Task directions -
Reproduce every line of the entries below with "place a dot" replaced by "put a marker" wherever it occurs, keeping everything else the same and omitting the pictures.

** Start of Data records **

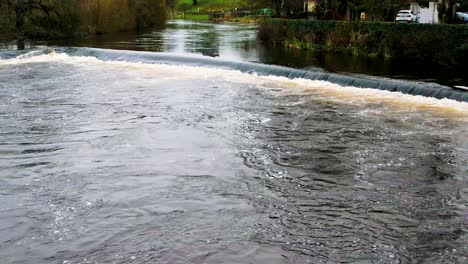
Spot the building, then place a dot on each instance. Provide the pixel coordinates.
(426, 15)
(309, 5)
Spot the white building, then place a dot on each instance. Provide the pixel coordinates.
(429, 15)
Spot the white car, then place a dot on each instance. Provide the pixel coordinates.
(406, 16)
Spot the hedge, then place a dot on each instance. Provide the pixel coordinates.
(443, 44)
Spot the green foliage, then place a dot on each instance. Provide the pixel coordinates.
(444, 44)
(59, 18)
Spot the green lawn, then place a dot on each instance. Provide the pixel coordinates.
(217, 5)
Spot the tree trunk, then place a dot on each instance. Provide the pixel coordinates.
(20, 13)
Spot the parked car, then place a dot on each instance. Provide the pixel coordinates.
(461, 18)
(406, 16)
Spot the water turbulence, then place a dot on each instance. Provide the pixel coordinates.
(135, 157)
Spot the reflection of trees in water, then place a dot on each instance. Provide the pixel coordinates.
(208, 43)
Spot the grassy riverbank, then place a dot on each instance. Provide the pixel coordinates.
(75, 18)
(444, 44)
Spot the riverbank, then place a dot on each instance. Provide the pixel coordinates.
(440, 44)
(74, 19)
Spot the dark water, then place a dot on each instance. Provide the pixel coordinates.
(239, 42)
(123, 162)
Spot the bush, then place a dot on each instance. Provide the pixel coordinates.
(444, 44)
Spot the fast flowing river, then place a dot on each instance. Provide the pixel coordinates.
(140, 157)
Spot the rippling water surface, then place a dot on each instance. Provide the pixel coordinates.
(124, 162)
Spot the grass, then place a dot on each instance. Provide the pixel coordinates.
(191, 17)
(213, 5)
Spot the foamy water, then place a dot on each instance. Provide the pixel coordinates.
(151, 162)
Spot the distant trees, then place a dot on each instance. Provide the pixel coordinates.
(54, 18)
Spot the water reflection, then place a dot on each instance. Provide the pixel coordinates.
(239, 42)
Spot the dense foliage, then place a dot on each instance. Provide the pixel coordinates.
(445, 44)
(58, 18)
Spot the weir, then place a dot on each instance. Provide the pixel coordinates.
(406, 87)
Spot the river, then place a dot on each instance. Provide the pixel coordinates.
(154, 153)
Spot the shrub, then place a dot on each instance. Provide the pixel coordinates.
(444, 44)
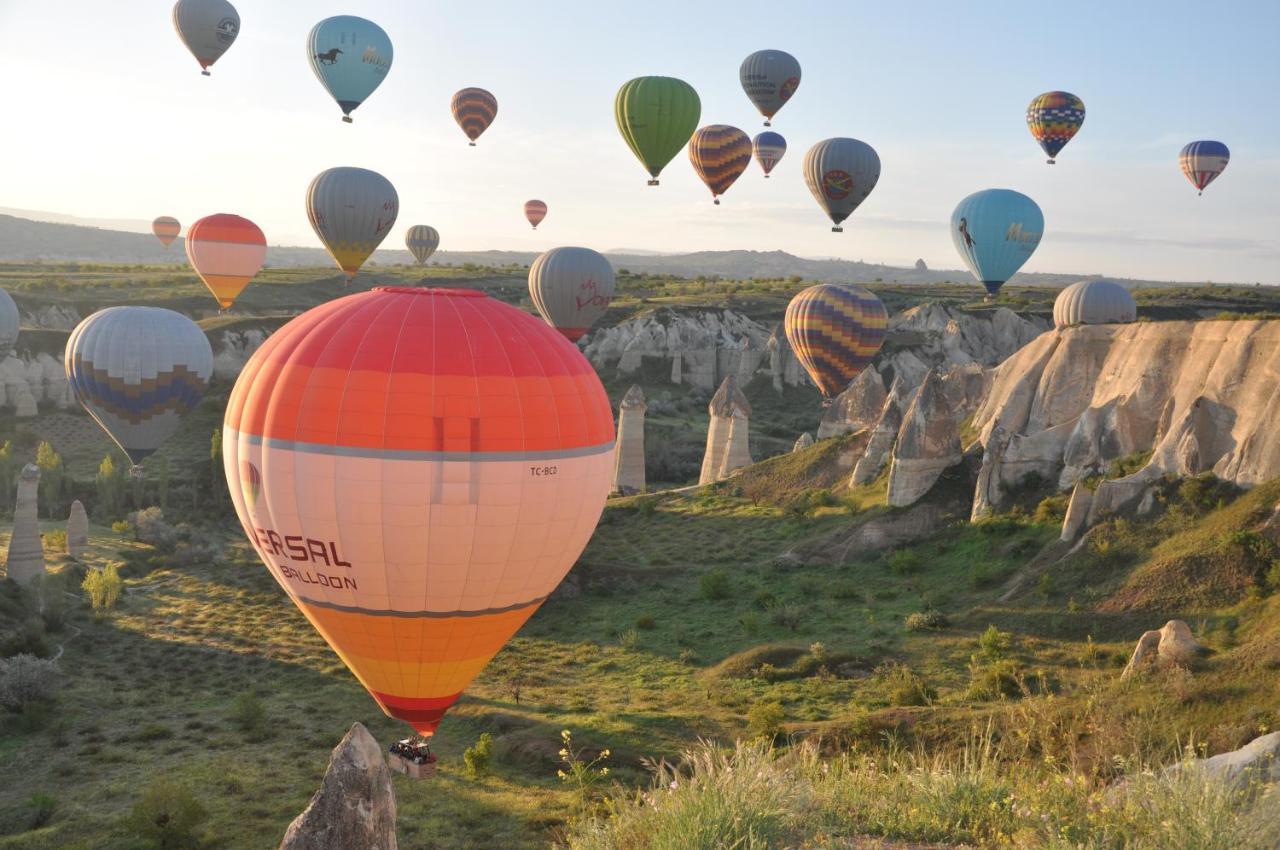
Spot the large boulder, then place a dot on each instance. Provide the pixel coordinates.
(355, 805)
(1173, 644)
(927, 444)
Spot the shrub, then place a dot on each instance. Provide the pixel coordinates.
(927, 620)
(167, 816)
(480, 757)
(26, 681)
(764, 720)
(790, 616)
(103, 585)
(248, 714)
(714, 584)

** End of Data records **

Expected answer -
Spot the building, then put a marker on each instance. Provide the pixel coordinates.
(426, 15)
(309, 5)
Spot the white building, then put a marker on each instance. Provide the pixel coordinates.
(429, 15)
Spot the white car, then put a marker on each instance. Provide the pixel coordinates.
(406, 16)
Spot the hedge, then put a marker on each instance. Provide the pixel coordinates.
(443, 44)
Spot the green foliage, then put a marker on each instance. Provide the pixel coordinates.
(444, 44)
(59, 18)
Spot the green lawn, then put a marker on each instance. Provide the pixel coordinates.
(217, 5)
Spot the tree trunk, then put a marker on each instance. Provide the pixel coordinates.
(20, 13)
Spot the parked car, then put a marker on each instance. Provide the pixel coordinates.
(461, 18)
(406, 16)
Spot the water turbulence, then put a marker on each instance. Provide the pixel coordinates.
(135, 157)
Spot the reflection of trees in water, then put a marker on each instance. Provide the pixel coordinates.
(208, 43)
Spot the grassy riverbank, then put a marker on each instance. Provide the pixel coordinates.
(75, 18)
(444, 44)
Spot the riverbank, then put a marker on each instance. Provide the pixel coordinates.
(440, 44)
(74, 19)
Spot the dark water, then put a marker on each instance. Provide the pixel coordinates.
(239, 42)
(123, 162)
Spot the bush, then put a marker on each instance. Provide the pixel coordinates.
(444, 44)
Spot the fast flowing river, then put a marker on each instance. Provide the pixel coordinates.
(140, 157)
Spot the rippling water surface, then put a marker on each instance. Provide the pixel coordinates.
(124, 162)
Spot the grass, then put a marker on each instance. Provide the pixel coordinates.
(191, 17)
(213, 5)
Spot the foamy water, then put a marker on each instance. Provide the pixel coordinates.
(151, 162)
Spot the distant trees, then put a marker on each instance. Provide the pixel coordinates.
(54, 18)
Spot the water reflection, then put a marker on each instance. Provide the pixel coordinates.
(239, 42)
Spot the dense foliage, then put a marker on each instance. Provide the pixel coordinates.
(445, 44)
(58, 18)
Spot the weir, then put a marker on each instance. Provide the pixel coordinates.
(406, 87)
Spot the river, then put a marker on each instance. Provide the pixel coordinates.
(154, 153)
Spot the shrub, then put a marker on each instance. Provide the pixel coordinates.
(444, 44)
Spot the large boulder, then put a marker on each instance. Provide the pixel coordinates.
(355, 805)
(1173, 644)
(927, 444)
Spot the shrub, then put a marker on each instance. Provide the pixel coordinates.
(927, 620)
(167, 816)
(480, 757)
(26, 681)
(764, 720)
(790, 616)
(103, 585)
(248, 714)
(714, 584)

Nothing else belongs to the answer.